EXERCISE INSTRUCTIONS
In full and without change, transcribe the records below.

Records from a dataset
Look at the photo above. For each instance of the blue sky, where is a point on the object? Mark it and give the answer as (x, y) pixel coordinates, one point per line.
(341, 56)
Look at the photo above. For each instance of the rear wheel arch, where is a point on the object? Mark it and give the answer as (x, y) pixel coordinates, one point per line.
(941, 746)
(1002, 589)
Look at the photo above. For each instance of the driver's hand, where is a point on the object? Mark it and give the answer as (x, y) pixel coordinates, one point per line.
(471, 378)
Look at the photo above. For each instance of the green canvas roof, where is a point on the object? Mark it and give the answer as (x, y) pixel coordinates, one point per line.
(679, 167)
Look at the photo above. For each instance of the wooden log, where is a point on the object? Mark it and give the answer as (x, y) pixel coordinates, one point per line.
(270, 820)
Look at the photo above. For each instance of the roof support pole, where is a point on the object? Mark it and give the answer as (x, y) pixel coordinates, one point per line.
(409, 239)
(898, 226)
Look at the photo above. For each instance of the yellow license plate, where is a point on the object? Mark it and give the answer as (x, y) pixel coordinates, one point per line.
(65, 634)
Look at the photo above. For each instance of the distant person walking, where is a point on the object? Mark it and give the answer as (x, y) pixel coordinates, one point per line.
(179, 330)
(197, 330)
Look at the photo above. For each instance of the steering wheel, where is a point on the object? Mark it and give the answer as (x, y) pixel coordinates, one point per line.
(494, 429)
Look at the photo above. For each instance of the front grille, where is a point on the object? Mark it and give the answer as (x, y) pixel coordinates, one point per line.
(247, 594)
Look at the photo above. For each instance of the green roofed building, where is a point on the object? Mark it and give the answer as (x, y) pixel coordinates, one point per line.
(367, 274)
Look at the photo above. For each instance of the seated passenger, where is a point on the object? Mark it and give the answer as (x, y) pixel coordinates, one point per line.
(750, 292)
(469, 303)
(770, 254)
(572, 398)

WRITTEN ANSWER
Look at the photo above. For each instance of the blue sky, where is a point on the object? Mark it and give the answer as (x, y) pixel coordinates, one point per line.
(341, 56)
Look at the photo above. For each instance of the rear wheel arch, where is a point on the object? Mark it and give the answer as (x, y) pixel coordinates, one point per line.
(941, 746)
(1002, 589)
Look at the photo above. For each instance of the driver's hand, where is a point on the object? Mark it and give the answer as (x, y) pixel coordinates, one point per line.
(471, 378)
Look at the photo above. For each instance of the green canvas roof, where is a point on the object? Mark it and give the answer as (x, y) pixel coordinates, one point per line.
(679, 167)
Look at the photo above. For each instance of the wooden log, where is a point on the object? Mark it and give the answer as (x, y) pixel coordinates, one point per line.
(270, 820)
Look at the photo above. For each instance of the roof support pole, where is a point on the object? Mark it and give the answer as (x, y) pixel coordinates, one point per line.
(409, 239)
(898, 226)
Look at the photo above. For each instance of the yellow license plate, where is a point on the object? Mark it and give the answer as (x, y) pixel coordinates, one point per line.
(65, 634)
Look at the photo above. For each instance of the distant person walking, where is a point on the object? Mark it and give the answer as (x, y) pixel coordinates, one point per line.
(179, 330)
(197, 330)
Look at the photo above. For each instance of the steering wheel, where is a point on the object? Mark it and give the answer as (x, y) pixel coordinates, one point per line.
(494, 429)
Look at the photo above. For each instance of the front grille, where is a point on the object? Mark it and give the answer as (x, y) pixel coordinates, one point per line.
(247, 594)
Look at the photo above. For each instance of the green roofed building, where is a point on the object? Mark it and give the answer as (x, y) pixel coordinates, one point per line.
(367, 274)
Look at the photo above. For each instance of the seated passenger, where is a point on the object? Mark it and give the answer as (x, y) pixel coordinates, one point per line.
(750, 292)
(469, 303)
(770, 254)
(572, 398)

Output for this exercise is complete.